▶ **Aim**
Render the listing below as a numbered list with blank lines omitted. Leave the pictures out of your answer.

Items from a data source:
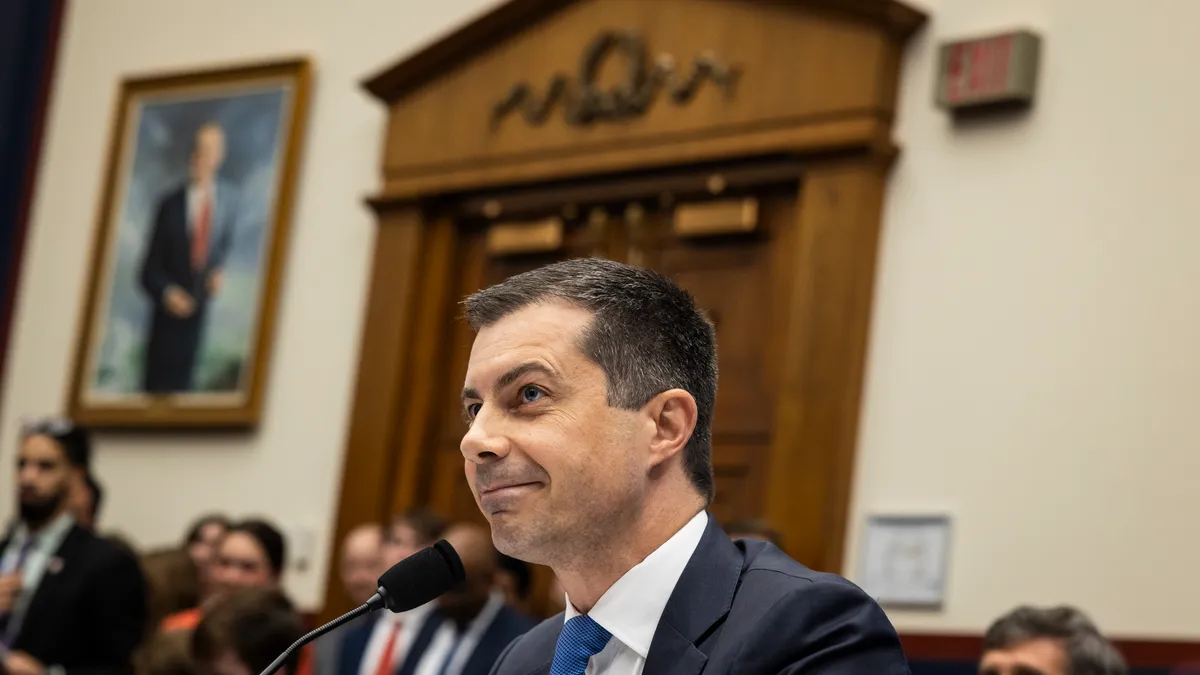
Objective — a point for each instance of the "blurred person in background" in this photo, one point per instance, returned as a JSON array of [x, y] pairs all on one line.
[[474, 621], [85, 499], [70, 601], [360, 566], [251, 554], [202, 542], [1059, 640], [245, 632], [390, 641], [166, 653], [173, 584]]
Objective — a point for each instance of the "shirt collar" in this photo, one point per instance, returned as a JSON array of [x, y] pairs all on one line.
[[630, 609]]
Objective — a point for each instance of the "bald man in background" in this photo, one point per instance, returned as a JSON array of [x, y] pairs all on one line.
[[475, 623], [360, 565]]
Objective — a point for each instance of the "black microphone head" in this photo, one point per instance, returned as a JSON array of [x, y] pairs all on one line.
[[421, 577]]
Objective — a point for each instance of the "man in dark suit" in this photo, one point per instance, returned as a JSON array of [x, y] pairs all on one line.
[[71, 603], [388, 643], [473, 623], [183, 264], [360, 563], [589, 396]]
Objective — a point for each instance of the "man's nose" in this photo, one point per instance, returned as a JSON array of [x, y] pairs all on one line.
[[484, 441]]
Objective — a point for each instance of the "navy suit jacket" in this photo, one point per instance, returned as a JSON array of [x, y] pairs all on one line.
[[745, 608], [354, 645], [507, 626], [89, 611]]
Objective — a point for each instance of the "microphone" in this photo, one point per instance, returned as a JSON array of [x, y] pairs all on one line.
[[411, 583]]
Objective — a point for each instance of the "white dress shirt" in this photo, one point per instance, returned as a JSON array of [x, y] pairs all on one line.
[[411, 625], [445, 643], [630, 609]]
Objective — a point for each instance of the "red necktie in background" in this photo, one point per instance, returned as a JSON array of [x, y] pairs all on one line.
[[201, 232]]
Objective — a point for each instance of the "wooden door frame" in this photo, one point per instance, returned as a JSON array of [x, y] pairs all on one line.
[[816, 411], [845, 156]]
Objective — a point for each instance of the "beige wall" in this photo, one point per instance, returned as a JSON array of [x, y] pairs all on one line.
[[1033, 365]]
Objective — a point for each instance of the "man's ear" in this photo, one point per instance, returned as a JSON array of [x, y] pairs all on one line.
[[673, 413]]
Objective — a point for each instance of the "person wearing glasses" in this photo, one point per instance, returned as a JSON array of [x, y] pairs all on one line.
[[70, 601]]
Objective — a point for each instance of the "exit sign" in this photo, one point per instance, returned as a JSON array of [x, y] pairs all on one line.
[[999, 70]]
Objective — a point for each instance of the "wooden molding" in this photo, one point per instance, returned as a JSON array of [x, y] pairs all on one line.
[[711, 219], [517, 238]]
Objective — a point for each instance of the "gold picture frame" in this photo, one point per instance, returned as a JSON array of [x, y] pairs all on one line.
[[192, 230]]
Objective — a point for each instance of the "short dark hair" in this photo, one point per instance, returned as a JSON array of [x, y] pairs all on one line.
[[256, 625], [1089, 652], [273, 542], [73, 438], [647, 335], [425, 521], [197, 530]]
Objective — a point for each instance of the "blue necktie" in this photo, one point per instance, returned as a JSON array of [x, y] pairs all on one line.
[[580, 640]]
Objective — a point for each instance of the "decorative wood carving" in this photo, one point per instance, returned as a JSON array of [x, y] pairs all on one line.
[[583, 102]]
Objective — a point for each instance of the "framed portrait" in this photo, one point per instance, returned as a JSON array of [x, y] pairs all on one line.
[[189, 251], [905, 560]]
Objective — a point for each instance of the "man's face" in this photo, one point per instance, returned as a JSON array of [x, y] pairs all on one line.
[[1039, 656], [204, 549], [208, 154], [361, 565], [240, 563], [43, 479], [552, 466], [226, 664], [82, 501]]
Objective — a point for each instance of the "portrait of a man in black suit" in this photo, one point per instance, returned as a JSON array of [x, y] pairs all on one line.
[[183, 266]]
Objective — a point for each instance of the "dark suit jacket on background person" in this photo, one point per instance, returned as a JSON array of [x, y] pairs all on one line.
[[173, 342], [505, 626], [747, 608], [328, 650], [89, 610], [354, 644]]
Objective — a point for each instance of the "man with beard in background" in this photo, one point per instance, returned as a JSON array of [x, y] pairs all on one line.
[[70, 601]]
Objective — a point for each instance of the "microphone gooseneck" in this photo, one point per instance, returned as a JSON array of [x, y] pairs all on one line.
[[411, 583]]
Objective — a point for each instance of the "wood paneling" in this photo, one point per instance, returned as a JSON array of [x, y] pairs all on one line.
[[807, 133], [822, 356], [381, 392]]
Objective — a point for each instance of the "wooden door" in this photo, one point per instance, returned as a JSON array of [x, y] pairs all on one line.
[[733, 276]]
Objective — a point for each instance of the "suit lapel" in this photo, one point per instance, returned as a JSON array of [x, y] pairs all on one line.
[[46, 597], [546, 643], [700, 602]]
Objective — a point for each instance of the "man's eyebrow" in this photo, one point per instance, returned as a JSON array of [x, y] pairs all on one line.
[[513, 375]]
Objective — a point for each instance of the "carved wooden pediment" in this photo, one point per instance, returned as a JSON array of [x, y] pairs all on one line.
[[537, 82]]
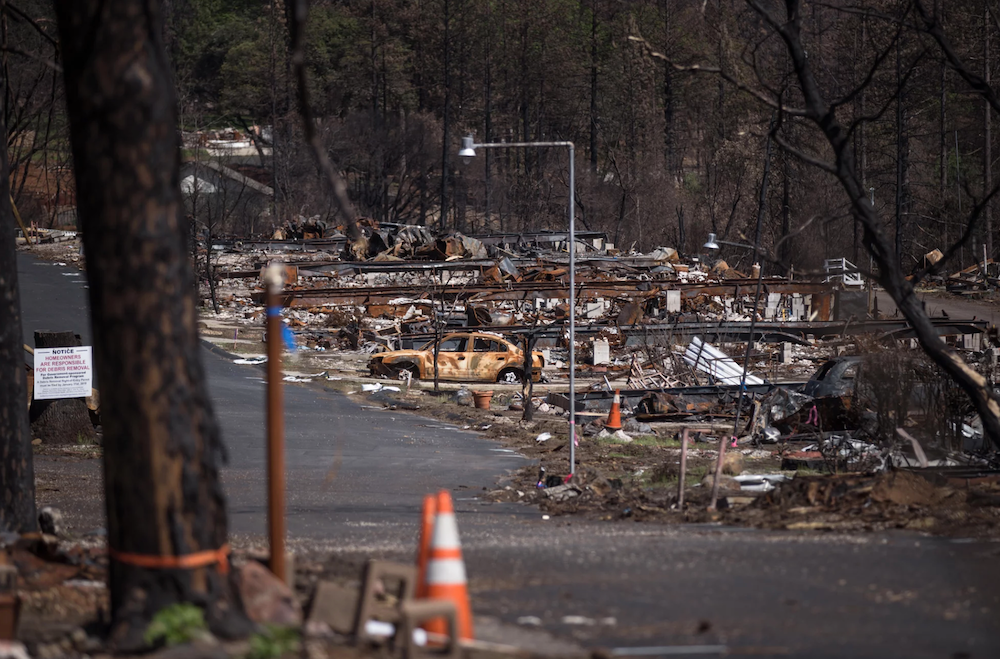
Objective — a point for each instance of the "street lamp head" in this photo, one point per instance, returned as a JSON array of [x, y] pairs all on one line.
[[467, 152]]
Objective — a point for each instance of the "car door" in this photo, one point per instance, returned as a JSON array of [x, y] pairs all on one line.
[[489, 358], [452, 358]]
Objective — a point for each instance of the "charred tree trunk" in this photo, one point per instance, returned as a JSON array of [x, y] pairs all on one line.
[[987, 139], [785, 250], [593, 86], [17, 474], [822, 115], [446, 119], [162, 448]]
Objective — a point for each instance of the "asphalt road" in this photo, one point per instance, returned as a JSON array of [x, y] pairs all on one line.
[[355, 477]]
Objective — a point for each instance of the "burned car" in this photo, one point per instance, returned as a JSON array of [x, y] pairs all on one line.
[[467, 356]]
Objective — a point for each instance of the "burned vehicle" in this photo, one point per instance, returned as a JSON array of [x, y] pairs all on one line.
[[836, 377], [467, 356]]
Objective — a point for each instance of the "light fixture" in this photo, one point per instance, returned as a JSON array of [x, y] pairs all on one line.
[[468, 151]]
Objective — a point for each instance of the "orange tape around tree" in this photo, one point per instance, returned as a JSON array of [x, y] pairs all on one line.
[[219, 557]]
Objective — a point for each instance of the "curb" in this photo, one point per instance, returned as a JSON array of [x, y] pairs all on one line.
[[221, 352]]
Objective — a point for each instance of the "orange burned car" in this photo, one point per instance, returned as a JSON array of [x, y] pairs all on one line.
[[466, 356]]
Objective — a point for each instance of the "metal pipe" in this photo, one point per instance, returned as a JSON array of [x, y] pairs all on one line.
[[572, 315], [680, 480], [753, 316], [275, 423]]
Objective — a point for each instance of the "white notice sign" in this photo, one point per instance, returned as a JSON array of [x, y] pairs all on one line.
[[63, 372]]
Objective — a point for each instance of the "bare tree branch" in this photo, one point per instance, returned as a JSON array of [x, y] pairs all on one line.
[[297, 11]]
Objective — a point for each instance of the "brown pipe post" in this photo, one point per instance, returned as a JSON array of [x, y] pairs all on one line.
[[275, 423], [718, 471], [680, 483]]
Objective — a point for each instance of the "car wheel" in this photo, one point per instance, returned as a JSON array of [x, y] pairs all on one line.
[[510, 376]]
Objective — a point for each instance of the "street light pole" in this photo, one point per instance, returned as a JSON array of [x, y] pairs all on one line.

▶ **Worked answer**
1. Objective — a point for each instance of the "blurred person in background" in this photo, one point per instance, returned as a JSON array of [x, y] pairs all on one line.
2. [[474, 621], [85, 499], [70, 601], [360, 566], [251, 554], [202, 542], [1059, 640], [245, 632], [390, 641], [166, 653], [173, 584]]
3. Objective — a point for each instance of the "shirt collar" in this photo, one point per instance, returned as a JSON array of [x, y] pairs all on one line.
4. [[630, 609]]
5. Objective — a point for each instance of the "bald man in background" in this photo, one point per instance, returned as a JSON array of [x, y] pairs all on one line.
6. [[475, 623], [360, 565]]
7. Objective — a point for each instance of the "black microphone head" in this photo, one point per instance, returned as a JSON array of [x, y] pairs all on one line.
8. [[421, 577]]
9. Objective — a point for each instance of the "man in dark suit" in this photo, one point per instance, returned as a JSON array of [x, y] pairs all on one line.
10. [[71, 603], [388, 643], [473, 623], [183, 264], [360, 563], [589, 396]]
11. Objective — a point for each instance of the "man's nose" in this photo, one point per instance, returned as a JSON array of [x, y] pairs all on one line.
12. [[484, 441]]
13. Objective — a point for each instance of the "navy suit jacket" in this photo, one point per instance, returned as a JSON array of [x, y] pairs all on one line.
14. [[745, 608], [354, 645], [507, 626], [89, 611]]
15. Objective — a point for each instance of the "microphone" in this photo, one point per instance, returned as a JSON array of [x, y] pairs all on one line.
16. [[411, 583]]
17. Objective — a point for each instance of the "white dress shirt" in this photo, one point per instance, returned as a JSON array of [x, y] pairs all on one line.
18. [[411, 625], [445, 643], [630, 609]]
19. Objective — a point for each instance of the "red necktie in background" in this photo, one point per instance, returned as a JSON array of [x, y] pairs all on one line.
20. [[201, 232]]
21. Objective — a point for each instance of the "wooden door frame" in this photo, one point per instance, returned as a JSON array of [x, y] pairs all on one line.
22. [[816, 411], [845, 156]]
23. Objective — a point for each instance of the "beige wall" in this photo, one point per instance, returned as a JSON array of [x, y] pairs all on one line.
24. [[1033, 365]]
25. Objective — a point for each instance of the "man's ear" in this photo, one point per instance, returned as a JSON array of [x, y] pairs all on one line.
26. [[673, 413]]
27. Objective — a point for each instance of the "person wearing glasses" in this photo, one point per instance, returned as a JSON array of [x, y] pairs all on one line.
28. [[70, 601]]
29. Objective — a point for each instance of the "exit sign" in this photo, one point per instance, returned as a JSON array of [x, y] pairs all on one line.
30. [[999, 70]]
31. Objective — a point for each instance of the "wooden molding" in this photo, one point per instance, returned as a JSON array of [x, y] pairs all on one line.
32. [[711, 219], [517, 238]]
33. Objective — a point for each instance of the "gold picture frame" in this photo, one point per instance, returned as a JSON array of [x, y] pairs all on one line.
34. [[192, 230]]
35. Objective — a point for each instance of the "short dark hair" in this photo, one point per instance, returned as a JSON array of [x, y] pairs all on one line.
36. [[256, 625], [1089, 652], [273, 542], [73, 438], [647, 335], [425, 521], [197, 530]]
37. Objective — a point for each instance of the "blue necktie" in this photo, one point per instance, returned as a JSON array of [x, y] pairs all on one line.
38. [[580, 640]]
39. Objective — a point for each instance of the "decorative wood carving" in this photo, one point per instance, returned as a JSON array of [x, y] pairs all on one line.
40. [[583, 102]]
41. Objective — a point for each instance of the "framed portrait" in this photo, one point per instance, returned as a JSON array of [x, y] pairs all on one line.
42. [[189, 251], [905, 560]]
43. Objective — a point for each instance of the "man's face" in this photo, one point per instance, returned as a JSON array of [x, y] pairs all on one line.
44. [[1039, 656], [204, 549], [208, 154], [361, 565], [240, 563], [43, 479], [552, 466], [226, 664], [82, 501]]
45. Objective — a point for each instance of the "portrait of a man in black suit" in this photo, one point per instance, returned as a JSON array of [x, y] pairs all on one line.
46. [[183, 266]]
47. Objective — a point for each instance of the "dark suit jacket on background person" in this photo, one point per instance, returned as a JSON array of [x, y] pairs all on one line.
48. [[173, 342], [505, 626], [747, 608], [328, 650], [89, 610], [354, 644]]
49. Objective — a point for each instance of the "man with beard in background" in this photo, one point per instance, returned as a JSON array of [x, y] pairs all on one line.
50. [[70, 601]]
51. Objective — a point for each instance of the "microphone gooseneck" in this photo, one point per instance, returned as a JSON array of [x, y] pairs all on one line.
52. [[411, 583]]
53. Objective — a point for each instance of the "wood paneling" in this photo, one point per instance, returned as a JSON array of [x, y] pairs all on one line.
54. [[807, 133], [822, 356], [381, 392]]
55. Objective — a point for each instance of the "wooden door" in this photo, one point per instance, returned as a JSON array of [x, y] pairs all on one line.
56. [[733, 276]]
57. Objective — a point for each instance of the "suit lapel" in this photo, one point per instance, returned as a JSON array of [x, y] pairs all on one line.
58. [[46, 597], [546, 643], [700, 602]]
59. Objective — a point for each instance of the "man's eyebrow" in this photo, one point per instance, returned as a JSON array of [x, y] pairs all on one line.
60. [[513, 375]]
61. Objective — a point for each instance of the "carved wooden pediment" in this photo, one point per instance, returned as a JSON array of [x, y] pairs all on one line.
62. [[537, 82]]
63. Objective — a point for each instance of the "street lamp head" in this photo, one point per instance, returned as a JSON array of [x, y] pairs all on one line.
64. [[467, 152]]
65. Objective — a point for each instance of the "car door" in this photo, one point per instance, returned as a JSON array of [x, y] pairs all on one line.
66. [[489, 358], [452, 358]]
67. Objective — a point for each instance of the "charred tree trunk" in this photo, one point per instance, returned as a JSON array of [x, y] pairs all on one line.
68. [[987, 139], [785, 250], [593, 86], [17, 474], [822, 115], [446, 119], [162, 448]]
69. Objective — a point for each instance of the "asphalt road" in this photo, one point per instance, returned as a JSON array of [x, y] pairs all on one line.
70. [[355, 477]]
71. Objective — a point for each instance of the "burned car" in this photo, one point per instance, returned as a JSON array of [x, y] pairs all on one line.
72. [[467, 356]]
73. Objective — a point for each instance of the "burned vehicle" in this photo, one point per instance, returned as a JSON array of [x, y] pairs all on one line.
74. [[836, 377], [467, 356]]
75. Objective — a point for each instance of the "light fixture" in this photo, one point per instance, returned as a JSON array of [x, y] pairs all on one line.
76. [[468, 151]]
77. Objective — a point for each instance of the "orange tape around tree" in this photo, one point per instance, returned as a JSON array of [x, y] pairs all on one line.
78. [[219, 557]]
79. Objective — a point for each instance of the "curb" in this photo, one point per instance, returned as a JSON array of [x, y] pairs all on one line.
80. [[221, 352]]
81. Objective — a point for each instance of the "orange burned car" in this photo, one point per instance, returned as a JSON array of [x, y] pairs all on one line.
82. [[466, 356]]
83. Objective — a point for each instance of the "metal pipe" in this photo, one point per instance, returned as a JSON array of [x, y] pairs all on one line.
84. [[572, 315], [680, 480], [753, 316], [275, 423]]
85. Objective — a point for each instance of the "white notice sign" in this photo, one point per instance, returned as a JSON array of [x, y] pairs all on one line.
86. [[63, 372]]
87. Objective — a point for each instance of the "bare tree branch" in this photo, one point per instance, returned as a JSON array of [x, y] pairs all on one line.
88. [[297, 11]]
89. Objective — a point for each instance of the "brown pipe post" in this photo, one point per instance, returned as a JSON array of [x, y] pairs all on one line.
90. [[275, 423], [718, 471], [680, 483]]
91. Objective — a point for each instance of the "car wheel" in this photo, one point per instance, returned as a JSON array of [x, y] pairs all on one line.
92. [[510, 376]]
93. Objective — a point for each instance of the "street light pole" in this photo, one point per instance, returned as a JSON array of [x, y] pairs all on one line.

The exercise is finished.